Did anyone else notice the "slight" shift in protocol for the shots using the Hog?

The dose was dropped to 18g from 18.5g, but the grind was unchanged and the beverage weight was held constant.

I don't want to diminish the body of work that was done here, because it was clearly a huge amount of work to pull all of these shots and record everything. But I can't help but see the EY and earlier first drops as being rather suspect to the change in dose. Now, the higher peak pressure is rather curious...

I think the dose was likely adjusted simply because the hog required more room in the basket to work, but changing the brew ratio changes the EY% and changing the puck height changes the flow resistance. One could argue that the dose adjustment was made to keep the puck height consistent due to all the channels that the Hog creates expanding the puck, but it still seems like there should be some characteristic adjustment made to the grind setting and the brew ratio at a minimum to normalize the data set.

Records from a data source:
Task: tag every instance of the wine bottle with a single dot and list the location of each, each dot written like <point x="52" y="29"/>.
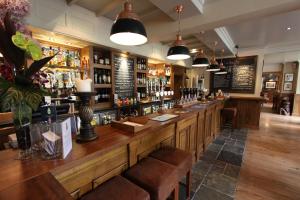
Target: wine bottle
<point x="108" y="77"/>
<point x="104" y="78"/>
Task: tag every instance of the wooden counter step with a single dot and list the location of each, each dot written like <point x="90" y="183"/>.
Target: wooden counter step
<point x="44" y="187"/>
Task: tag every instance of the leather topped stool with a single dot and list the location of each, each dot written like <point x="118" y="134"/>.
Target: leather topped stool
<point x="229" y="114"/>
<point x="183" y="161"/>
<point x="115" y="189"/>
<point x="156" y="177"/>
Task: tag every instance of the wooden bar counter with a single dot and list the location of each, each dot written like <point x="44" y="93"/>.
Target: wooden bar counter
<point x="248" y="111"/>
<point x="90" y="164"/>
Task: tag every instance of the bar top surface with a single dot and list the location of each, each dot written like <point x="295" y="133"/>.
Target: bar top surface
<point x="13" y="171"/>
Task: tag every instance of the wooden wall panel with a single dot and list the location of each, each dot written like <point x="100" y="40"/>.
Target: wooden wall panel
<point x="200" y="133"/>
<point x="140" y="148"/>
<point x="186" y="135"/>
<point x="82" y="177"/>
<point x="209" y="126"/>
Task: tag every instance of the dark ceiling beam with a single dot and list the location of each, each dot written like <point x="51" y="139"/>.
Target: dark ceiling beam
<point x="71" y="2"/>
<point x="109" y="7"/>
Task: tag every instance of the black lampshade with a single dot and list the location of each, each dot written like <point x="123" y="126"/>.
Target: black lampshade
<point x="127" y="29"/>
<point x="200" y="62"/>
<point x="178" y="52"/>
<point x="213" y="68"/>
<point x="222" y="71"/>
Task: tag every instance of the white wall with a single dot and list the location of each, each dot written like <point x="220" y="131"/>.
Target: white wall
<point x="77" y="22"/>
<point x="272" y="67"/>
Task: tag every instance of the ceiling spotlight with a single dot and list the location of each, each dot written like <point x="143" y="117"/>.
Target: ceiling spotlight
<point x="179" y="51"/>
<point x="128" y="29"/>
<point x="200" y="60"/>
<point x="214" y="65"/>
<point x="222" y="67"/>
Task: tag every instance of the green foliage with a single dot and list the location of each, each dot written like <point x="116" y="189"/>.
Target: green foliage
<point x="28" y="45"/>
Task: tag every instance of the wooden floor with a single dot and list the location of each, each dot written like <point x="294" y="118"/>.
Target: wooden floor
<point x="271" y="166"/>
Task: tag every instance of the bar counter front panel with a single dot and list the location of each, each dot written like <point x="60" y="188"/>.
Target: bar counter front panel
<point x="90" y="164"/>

==

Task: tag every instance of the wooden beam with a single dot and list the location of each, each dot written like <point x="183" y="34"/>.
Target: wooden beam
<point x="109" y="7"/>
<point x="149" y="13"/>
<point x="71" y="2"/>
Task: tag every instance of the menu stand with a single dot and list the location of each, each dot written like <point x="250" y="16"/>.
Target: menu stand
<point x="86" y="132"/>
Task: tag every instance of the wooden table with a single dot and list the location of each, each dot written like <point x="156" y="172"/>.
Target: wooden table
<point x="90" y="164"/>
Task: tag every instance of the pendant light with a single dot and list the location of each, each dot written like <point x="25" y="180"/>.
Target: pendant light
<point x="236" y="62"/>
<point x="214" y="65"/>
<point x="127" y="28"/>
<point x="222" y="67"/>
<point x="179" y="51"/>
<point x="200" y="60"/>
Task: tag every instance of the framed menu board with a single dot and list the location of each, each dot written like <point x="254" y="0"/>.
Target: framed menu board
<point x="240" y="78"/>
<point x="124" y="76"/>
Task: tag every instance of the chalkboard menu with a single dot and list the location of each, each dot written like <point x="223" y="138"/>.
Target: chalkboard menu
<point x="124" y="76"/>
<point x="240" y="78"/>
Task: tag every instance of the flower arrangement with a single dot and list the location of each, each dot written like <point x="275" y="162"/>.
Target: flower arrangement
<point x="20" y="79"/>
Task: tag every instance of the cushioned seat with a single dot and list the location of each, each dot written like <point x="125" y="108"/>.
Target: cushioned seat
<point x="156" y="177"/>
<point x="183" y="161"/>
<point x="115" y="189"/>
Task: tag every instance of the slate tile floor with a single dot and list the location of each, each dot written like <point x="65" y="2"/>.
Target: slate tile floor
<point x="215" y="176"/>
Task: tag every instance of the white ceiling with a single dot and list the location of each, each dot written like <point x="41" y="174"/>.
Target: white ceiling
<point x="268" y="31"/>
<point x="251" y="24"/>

## [Stated exercise 1]
For each statement, say yes or no depending on whether it agrees with the espresso post, and quote the words from the post that decide it: (a) The dose went from 18.5g down to 18g. (b) The grind was changed along with the dose. (c) The beverage weight stayed the same.
## [Stated exercise 2]
Resume the espresso post about the Hog shots, picking up right after its last sentence.
These items are separate material and have nothing to do with the espresso post.

## [Response 1]
(a) Yes: "The dose was dropped to 18g from 18.5g"
(b) No: "but the grind was unchanged"
(c) Yes: "the beverage weight was held constant"

## [Response 2]
Such adjustments would obviously garner suspicions and challenges to the method as much or more so than a simple change in dose, but when EY% is calculated by the using the brew ratio and you changed the brew ratio in the direction that increases EY%, it seems like that should be called out when comparing EY% to the other puck prep methods.

Again, I hate to sound critical of the work, because I am most certainly not. I just think that the final conclusion needs an asterisk.

Cheers!

- Jake

**Edit**
I care because taking the 22.1% EY (the highest of the pack) and "correcting" for the change in dose (which doesn't really work because TDS changes, too but shows how sensitive the EY% is to dose) shifts the outcome by quite a lot.

22.1% * 18.0 (actual dose) / 18.5 (representative dose of the pack) = 21.5%

A good follow up, is Stéphane is willing, would be to cut the Hog shots short to maintain brew ratio. Equivalent yield would be 40g*18/18.5 = 38.9g.
Call it 39g to keep it simple.

I never would have thought that 1g output could really shift the flavor, and I don't imagine it will. But it will certainly impact the EY% in ways that make you go hmmmm...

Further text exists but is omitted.